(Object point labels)
□ □ □ □ □

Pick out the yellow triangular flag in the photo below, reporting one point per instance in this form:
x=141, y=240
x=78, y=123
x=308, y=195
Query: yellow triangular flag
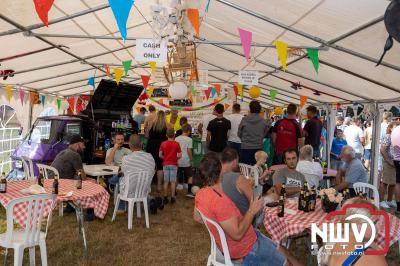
x=153, y=67
x=281, y=48
x=118, y=72
x=151, y=89
x=9, y=93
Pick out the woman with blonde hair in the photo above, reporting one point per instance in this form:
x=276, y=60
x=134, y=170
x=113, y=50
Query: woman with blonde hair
x=157, y=134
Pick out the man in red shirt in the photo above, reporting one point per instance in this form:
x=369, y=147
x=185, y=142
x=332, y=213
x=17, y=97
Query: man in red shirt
x=287, y=134
x=170, y=152
x=246, y=245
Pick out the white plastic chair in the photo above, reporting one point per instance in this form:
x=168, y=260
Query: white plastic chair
x=216, y=257
x=249, y=172
x=31, y=235
x=135, y=190
x=27, y=164
x=366, y=188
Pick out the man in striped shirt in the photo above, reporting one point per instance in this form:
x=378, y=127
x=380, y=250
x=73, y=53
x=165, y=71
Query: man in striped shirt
x=136, y=161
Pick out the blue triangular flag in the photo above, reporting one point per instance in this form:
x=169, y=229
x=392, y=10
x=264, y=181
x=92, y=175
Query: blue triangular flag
x=121, y=9
x=91, y=82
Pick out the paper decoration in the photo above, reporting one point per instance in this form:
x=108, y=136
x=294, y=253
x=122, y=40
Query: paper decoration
x=107, y=67
x=127, y=65
x=151, y=89
x=145, y=80
x=313, y=56
x=22, y=96
x=194, y=18
x=272, y=94
x=245, y=38
x=151, y=50
x=281, y=48
x=42, y=9
x=118, y=72
x=121, y=10
x=91, y=82
x=153, y=67
x=248, y=77
x=9, y=92
x=303, y=100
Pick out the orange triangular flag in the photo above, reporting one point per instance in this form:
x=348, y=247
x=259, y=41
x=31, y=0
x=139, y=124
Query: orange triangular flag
x=194, y=18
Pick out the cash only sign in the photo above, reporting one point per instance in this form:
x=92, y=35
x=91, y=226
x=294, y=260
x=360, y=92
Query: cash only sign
x=151, y=50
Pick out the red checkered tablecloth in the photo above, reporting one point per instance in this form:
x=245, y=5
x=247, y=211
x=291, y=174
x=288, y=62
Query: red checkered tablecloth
x=91, y=195
x=296, y=223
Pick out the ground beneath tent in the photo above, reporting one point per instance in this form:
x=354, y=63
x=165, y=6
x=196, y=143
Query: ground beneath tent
x=173, y=239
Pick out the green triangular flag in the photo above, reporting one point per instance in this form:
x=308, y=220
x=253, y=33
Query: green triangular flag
x=127, y=65
x=272, y=94
x=313, y=55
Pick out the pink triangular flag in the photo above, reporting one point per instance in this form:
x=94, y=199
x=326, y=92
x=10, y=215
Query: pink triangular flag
x=245, y=38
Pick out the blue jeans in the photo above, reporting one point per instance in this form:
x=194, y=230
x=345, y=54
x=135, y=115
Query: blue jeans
x=264, y=252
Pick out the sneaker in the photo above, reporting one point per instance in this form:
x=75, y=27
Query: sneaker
x=392, y=204
x=190, y=195
x=384, y=204
x=165, y=201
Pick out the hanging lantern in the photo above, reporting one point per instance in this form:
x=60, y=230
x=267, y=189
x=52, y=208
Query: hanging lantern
x=178, y=90
x=255, y=92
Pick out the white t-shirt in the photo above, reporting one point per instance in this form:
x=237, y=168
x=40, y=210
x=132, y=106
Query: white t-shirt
x=206, y=120
x=235, y=121
x=353, y=136
x=186, y=143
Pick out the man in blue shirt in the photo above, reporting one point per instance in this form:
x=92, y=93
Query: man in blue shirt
x=351, y=172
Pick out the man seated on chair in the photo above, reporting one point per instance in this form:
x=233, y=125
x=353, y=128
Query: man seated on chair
x=137, y=160
x=247, y=246
x=289, y=176
x=351, y=172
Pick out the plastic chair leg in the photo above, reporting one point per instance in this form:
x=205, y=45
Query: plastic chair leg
x=43, y=252
x=32, y=260
x=146, y=213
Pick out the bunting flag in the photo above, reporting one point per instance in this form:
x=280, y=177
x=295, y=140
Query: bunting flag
x=281, y=48
x=107, y=67
x=313, y=56
x=118, y=72
x=127, y=65
x=58, y=104
x=207, y=92
x=303, y=100
x=9, y=92
x=151, y=89
x=245, y=38
x=42, y=9
x=272, y=94
x=145, y=80
x=22, y=96
x=121, y=10
x=217, y=88
x=153, y=67
x=194, y=18
x=91, y=82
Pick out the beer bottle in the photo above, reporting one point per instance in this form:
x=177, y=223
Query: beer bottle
x=55, y=185
x=281, y=206
x=40, y=178
x=79, y=180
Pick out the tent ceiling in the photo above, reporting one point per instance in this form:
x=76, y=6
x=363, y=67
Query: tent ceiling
x=342, y=75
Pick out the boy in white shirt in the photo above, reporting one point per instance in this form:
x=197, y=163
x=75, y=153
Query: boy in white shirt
x=185, y=162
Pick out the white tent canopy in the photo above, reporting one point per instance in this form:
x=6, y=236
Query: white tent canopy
x=353, y=30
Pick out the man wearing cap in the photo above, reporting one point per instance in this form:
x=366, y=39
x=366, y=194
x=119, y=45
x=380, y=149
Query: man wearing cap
x=69, y=161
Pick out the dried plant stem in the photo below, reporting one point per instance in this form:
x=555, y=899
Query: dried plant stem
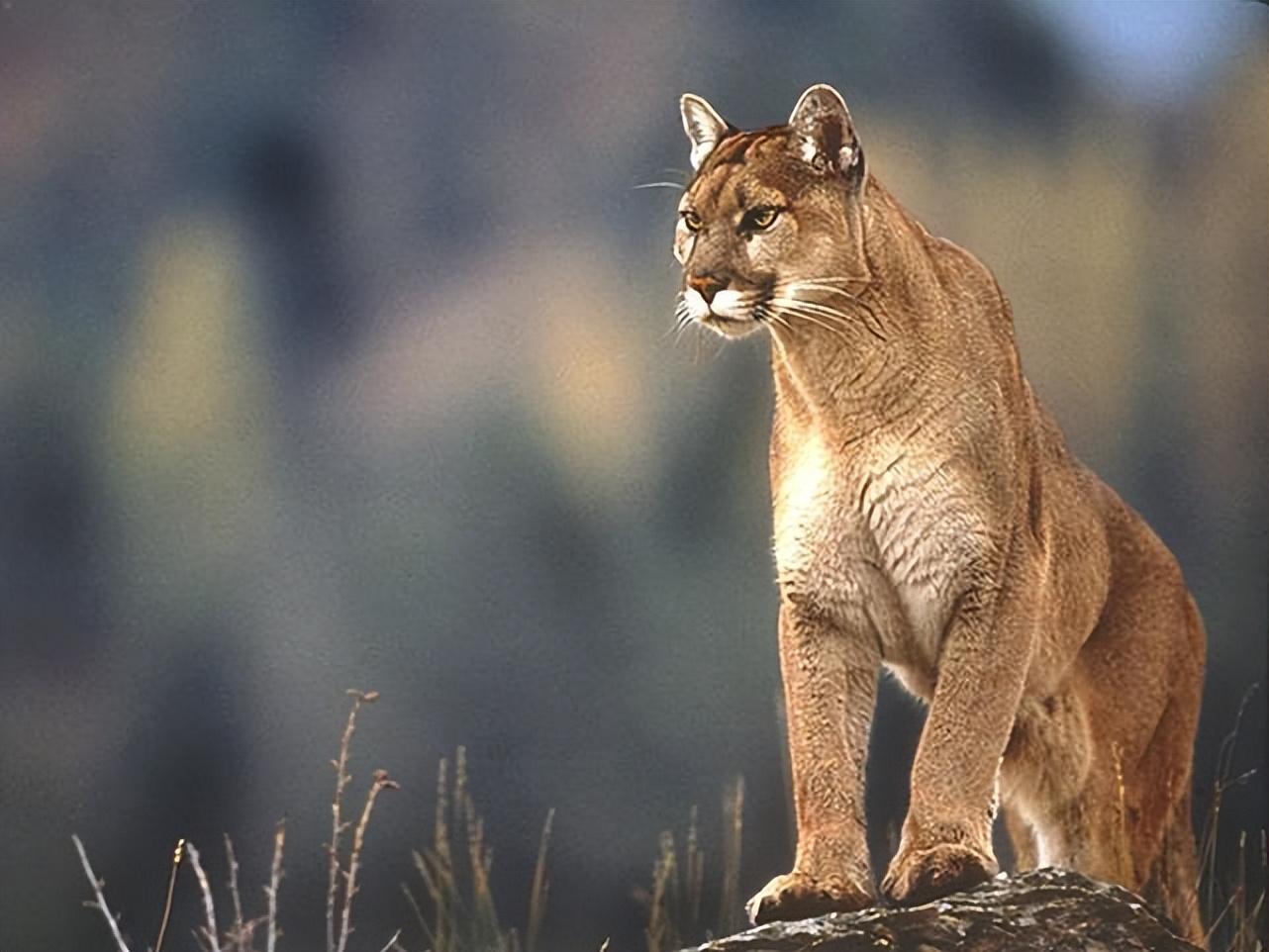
x=270, y=892
x=238, y=934
x=210, y=930
x=538, y=892
x=99, y=904
x=381, y=782
x=338, y=825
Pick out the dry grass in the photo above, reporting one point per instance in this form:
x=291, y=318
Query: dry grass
x=455, y=909
x=675, y=903
x=1232, y=893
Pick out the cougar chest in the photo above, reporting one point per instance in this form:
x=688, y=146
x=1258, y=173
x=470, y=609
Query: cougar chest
x=883, y=532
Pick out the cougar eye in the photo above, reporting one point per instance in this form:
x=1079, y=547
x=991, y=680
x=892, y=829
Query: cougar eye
x=759, y=219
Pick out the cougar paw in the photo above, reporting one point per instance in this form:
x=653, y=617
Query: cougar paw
x=923, y=875
x=801, y=897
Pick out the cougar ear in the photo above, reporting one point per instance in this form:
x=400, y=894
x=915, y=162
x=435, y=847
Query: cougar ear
x=824, y=134
x=705, y=127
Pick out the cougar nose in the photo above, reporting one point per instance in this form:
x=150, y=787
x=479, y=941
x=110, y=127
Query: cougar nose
x=706, y=284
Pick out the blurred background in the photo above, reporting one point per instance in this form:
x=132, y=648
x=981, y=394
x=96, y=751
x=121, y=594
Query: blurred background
x=333, y=353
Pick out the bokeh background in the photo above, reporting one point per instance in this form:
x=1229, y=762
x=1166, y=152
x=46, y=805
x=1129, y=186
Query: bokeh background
x=333, y=353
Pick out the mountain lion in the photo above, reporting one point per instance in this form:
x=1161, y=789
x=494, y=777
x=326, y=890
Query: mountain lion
x=927, y=517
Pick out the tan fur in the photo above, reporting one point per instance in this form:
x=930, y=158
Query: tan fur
x=929, y=518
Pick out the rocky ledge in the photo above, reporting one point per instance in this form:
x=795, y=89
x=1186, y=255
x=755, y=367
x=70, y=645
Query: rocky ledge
x=1042, y=910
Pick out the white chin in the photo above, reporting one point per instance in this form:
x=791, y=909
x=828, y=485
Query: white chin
x=729, y=327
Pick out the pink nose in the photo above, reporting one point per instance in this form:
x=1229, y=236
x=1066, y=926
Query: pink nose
x=706, y=284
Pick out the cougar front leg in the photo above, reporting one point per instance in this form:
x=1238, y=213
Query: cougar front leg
x=947, y=835
x=830, y=686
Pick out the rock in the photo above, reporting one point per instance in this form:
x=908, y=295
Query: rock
x=1042, y=910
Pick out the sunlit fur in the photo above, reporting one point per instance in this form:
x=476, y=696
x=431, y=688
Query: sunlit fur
x=927, y=517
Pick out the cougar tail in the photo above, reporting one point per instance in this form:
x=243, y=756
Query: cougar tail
x=1173, y=884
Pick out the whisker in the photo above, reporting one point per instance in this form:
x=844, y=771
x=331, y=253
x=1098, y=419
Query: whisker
x=792, y=310
x=872, y=327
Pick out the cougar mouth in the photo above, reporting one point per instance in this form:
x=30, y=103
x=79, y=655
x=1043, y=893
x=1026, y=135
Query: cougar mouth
x=730, y=313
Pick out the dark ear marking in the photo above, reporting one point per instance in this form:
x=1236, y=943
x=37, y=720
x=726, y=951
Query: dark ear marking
x=705, y=127
x=824, y=134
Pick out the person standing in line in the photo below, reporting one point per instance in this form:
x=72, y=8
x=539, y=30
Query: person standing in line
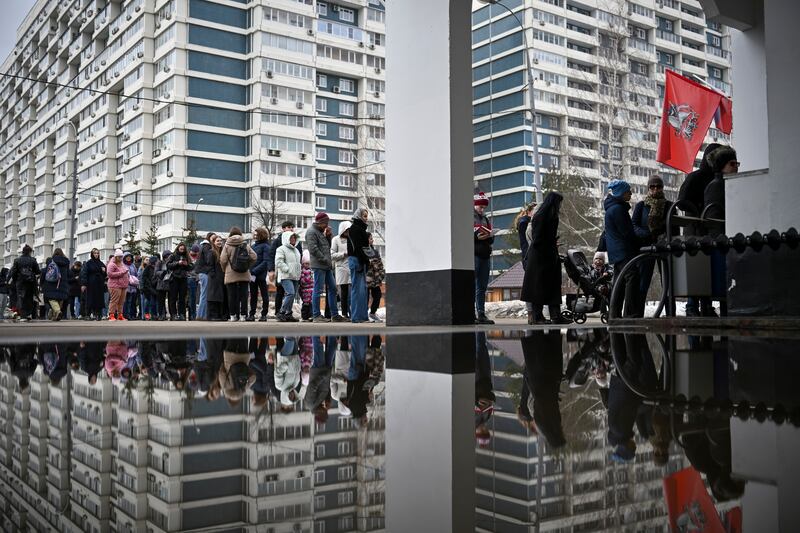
x=287, y=264
x=24, y=274
x=258, y=274
x=93, y=285
x=286, y=226
x=4, y=291
x=650, y=223
x=55, y=284
x=179, y=265
x=73, y=302
x=118, y=280
x=203, y=267
x=623, y=245
x=692, y=191
x=358, y=261
x=484, y=238
x=319, y=238
x=341, y=268
x=236, y=259
x=542, y=282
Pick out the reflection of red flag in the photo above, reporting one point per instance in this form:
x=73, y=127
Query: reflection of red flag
x=689, y=505
x=688, y=110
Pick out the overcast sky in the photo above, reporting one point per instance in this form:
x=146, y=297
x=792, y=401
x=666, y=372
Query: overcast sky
x=11, y=14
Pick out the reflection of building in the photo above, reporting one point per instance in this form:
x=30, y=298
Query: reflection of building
x=582, y=489
x=106, y=457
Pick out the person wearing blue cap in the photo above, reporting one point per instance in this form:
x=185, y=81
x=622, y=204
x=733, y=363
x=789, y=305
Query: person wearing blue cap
x=622, y=244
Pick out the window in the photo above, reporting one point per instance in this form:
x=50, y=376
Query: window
x=346, y=15
x=346, y=205
x=346, y=133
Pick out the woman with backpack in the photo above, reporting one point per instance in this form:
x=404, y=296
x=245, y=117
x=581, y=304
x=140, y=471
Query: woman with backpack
x=55, y=283
x=179, y=265
x=24, y=273
x=118, y=281
x=236, y=259
x=93, y=286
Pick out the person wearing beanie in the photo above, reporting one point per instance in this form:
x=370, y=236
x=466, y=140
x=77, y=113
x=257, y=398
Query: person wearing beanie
x=723, y=162
x=691, y=192
x=483, y=241
x=318, y=242
x=118, y=281
x=650, y=223
x=622, y=244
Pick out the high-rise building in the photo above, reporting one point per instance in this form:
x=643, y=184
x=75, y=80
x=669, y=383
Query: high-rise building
x=598, y=68
x=189, y=113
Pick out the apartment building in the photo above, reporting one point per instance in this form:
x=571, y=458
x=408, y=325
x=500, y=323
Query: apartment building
x=180, y=114
x=598, y=68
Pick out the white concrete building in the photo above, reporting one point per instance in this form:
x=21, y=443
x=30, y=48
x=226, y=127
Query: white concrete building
x=221, y=112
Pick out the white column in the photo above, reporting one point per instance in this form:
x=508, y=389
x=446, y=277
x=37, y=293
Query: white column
x=429, y=161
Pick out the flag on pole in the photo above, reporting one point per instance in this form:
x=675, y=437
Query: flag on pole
x=689, y=108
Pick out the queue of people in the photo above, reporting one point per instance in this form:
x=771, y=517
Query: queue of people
x=219, y=279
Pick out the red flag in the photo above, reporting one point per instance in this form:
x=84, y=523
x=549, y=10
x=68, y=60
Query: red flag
x=689, y=506
x=688, y=110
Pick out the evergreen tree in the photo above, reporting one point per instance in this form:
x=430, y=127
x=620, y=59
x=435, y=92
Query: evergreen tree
x=132, y=244
x=151, y=241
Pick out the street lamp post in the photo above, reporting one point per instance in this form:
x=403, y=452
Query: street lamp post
x=537, y=175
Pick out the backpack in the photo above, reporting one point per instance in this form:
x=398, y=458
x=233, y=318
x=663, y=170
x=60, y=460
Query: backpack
x=240, y=259
x=53, y=273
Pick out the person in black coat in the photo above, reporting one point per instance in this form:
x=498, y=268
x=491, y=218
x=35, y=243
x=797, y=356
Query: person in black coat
x=691, y=192
x=93, y=281
x=24, y=274
x=542, y=282
x=57, y=290
x=258, y=274
x=542, y=376
x=179, y=264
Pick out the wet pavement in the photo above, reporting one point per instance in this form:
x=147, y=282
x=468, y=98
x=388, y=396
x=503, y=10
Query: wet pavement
x=455, y=430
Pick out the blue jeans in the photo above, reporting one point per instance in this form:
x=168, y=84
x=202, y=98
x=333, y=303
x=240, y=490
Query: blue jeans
x=289, y=290
x=323, y=277
x=202, y=309
x=481, y=283
x=358, y=290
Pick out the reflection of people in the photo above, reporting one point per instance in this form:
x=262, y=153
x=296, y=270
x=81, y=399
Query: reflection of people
x=625, y=408
x=484, y=395
x=542, y=379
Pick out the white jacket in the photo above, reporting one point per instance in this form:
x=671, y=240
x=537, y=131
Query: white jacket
x=339, y=255
x=287, y=259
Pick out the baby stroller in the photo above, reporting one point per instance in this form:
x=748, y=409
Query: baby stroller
x=592, y=296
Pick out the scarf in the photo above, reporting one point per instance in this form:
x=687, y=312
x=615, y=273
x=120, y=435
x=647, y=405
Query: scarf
x=656, y=220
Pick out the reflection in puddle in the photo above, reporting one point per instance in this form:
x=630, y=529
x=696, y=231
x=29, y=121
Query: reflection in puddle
x=579, y=430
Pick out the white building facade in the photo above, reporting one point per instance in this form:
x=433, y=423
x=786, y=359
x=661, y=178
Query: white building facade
x=189, y=114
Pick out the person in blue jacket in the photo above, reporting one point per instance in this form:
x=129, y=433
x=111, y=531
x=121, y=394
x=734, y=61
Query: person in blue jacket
x=258, y=273
x=622, y=245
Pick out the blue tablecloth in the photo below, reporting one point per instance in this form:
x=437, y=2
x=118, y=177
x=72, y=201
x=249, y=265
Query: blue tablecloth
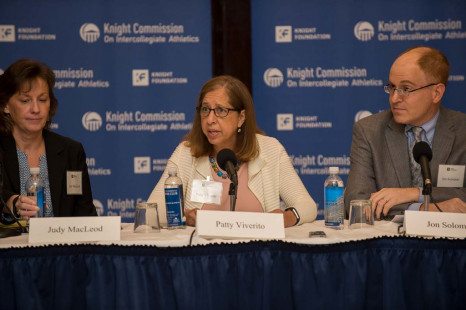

□ □ □ □ □

● **YOUR INSTRUCTIONS**: Please count the lines above that contain the word "puddle", and reply with only that number.

● **REPLY**: 2